■ PROBLEM ■
Extend the author response below, which answers reviewer comments on a rat survival study after 15 Gy WTLI, beginning after its final sentence.

■ PASSAGE ■
-------

1. The authors’ probably have data (lung perfusion, WBC, neutrophils, lymphocytes, and monocytes) for individual rats from various time points till their survival or death ( 0 – 100 days and beyond). Do changes in lung perfusion, lymphocyte and monocyte percentages, and mortality/survival agree with predictions? This is important and should be discussed.

Results of changes in pulmonary perfusion [44], apoptotic injury [44], miRNA ex-pression [46] and circulating blood cell counts [46] were already established at 1-, 2-, 3- and 4-weeks post-15 Gy WTLI. For the survival studies reported in this manuscript, we used the earliest time point only for data collection and then followed the rats to survival making very limited measurements in order to minimize handling (eg blood collection) that could affect survival.  For this reason, we do not have data from additional time points for the cohort of rats reported here.

2. In the methods section, include criteria for assessment of morbidity.

The rats were evaluated for euthanasia using criteria listed here. Single criterion for euthanasia includes open mouthed breathing, comatose state, seizures, or a BUN >120 mg dL^-1. Multiple criteria e.g., are also considered body weight loss, inactivity when stimulated, hunched posture, increased respiratory effort and firm distended thorax for determination of euthanasia. The terminal endpoint for such rats was necropsy.

-------

■ DATASET EXTRACT ■
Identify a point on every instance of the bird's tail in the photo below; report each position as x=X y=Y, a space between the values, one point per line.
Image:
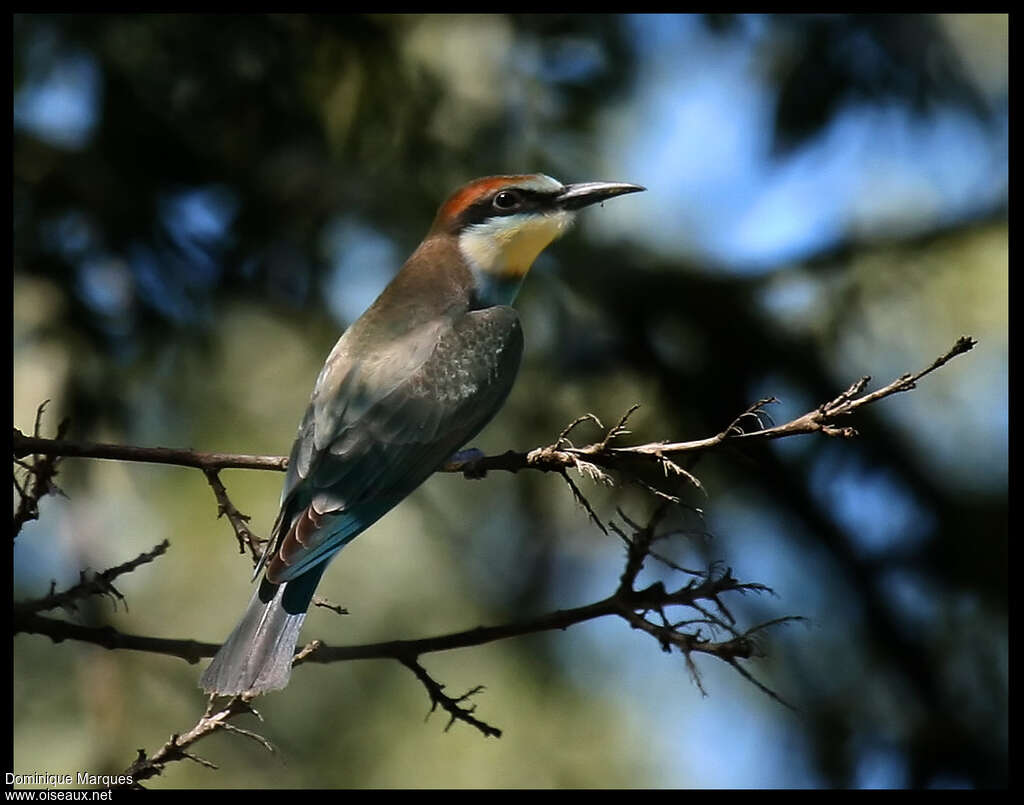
x=257 y=655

-------

■ THE ANSWER ■
These criteria were deliberately not listed in our manuscript because this lab has been targeted by animal rights groups based upon the criteria in previous publications over 8 years ago (e.g. Medhora, 2015 below).  We have discussed our criteria with other groups in the same NIAID countermeasure program and are consistent with the consensus reached. But we are most reluctant to open ourselves to the security risks associated with such a response again.

Please seriously consider our request to list the reference [23] below which does detail the criteria for sacrifice as sufficient.

Medhora, M.; Gao, F.; Glisch, C.; Narayanan, J.; Sharma, A.; Harmann, L.M.; Lawlor, M.; Snyder, L.A.; Fish, B.L.; Down, J.D.; et al. Whole-thorax irradiation induces hypoxic respiratory failure, pleural effusions and cardiac remodeling. Journal of Radiation Research 2015, 56, 248-260, doi:10.1093/jrr/rru095.

3. I think normalizing miRNAs, that have already been normalized to miR 191-5p (remains constant with treatment), to miR 150-5p (decreases with treatment) is not correct. Further, according to the data presented miRNA change is not a biomarker for prediction of radiation lethality. Based on these points, the miRNA data is redundant and should be removed. Were miRNAs (Figs 4 and 5) measured after 2 weeks following radiation?.

We appreciate the reviewer’s point that miRNA do not predict radiation lethality.  Nevertheless miRNA have been used widely as markers of lung conditions (PMID: 24066954) and even radiation sensitivity (PMID: 20728239).  The fact that no single miRNA emerged as a marker may be helpful to future investigators.

To meet the reviewer’s concern, we propose that we remove Figure 5 which normalizes other miRNA to the only miRNA we found which decreased with treatment.  We prefer to keep figure 4 with the intention that it may provide guidance for other investigators studying radiation induced changes in miRNA from circulating cells.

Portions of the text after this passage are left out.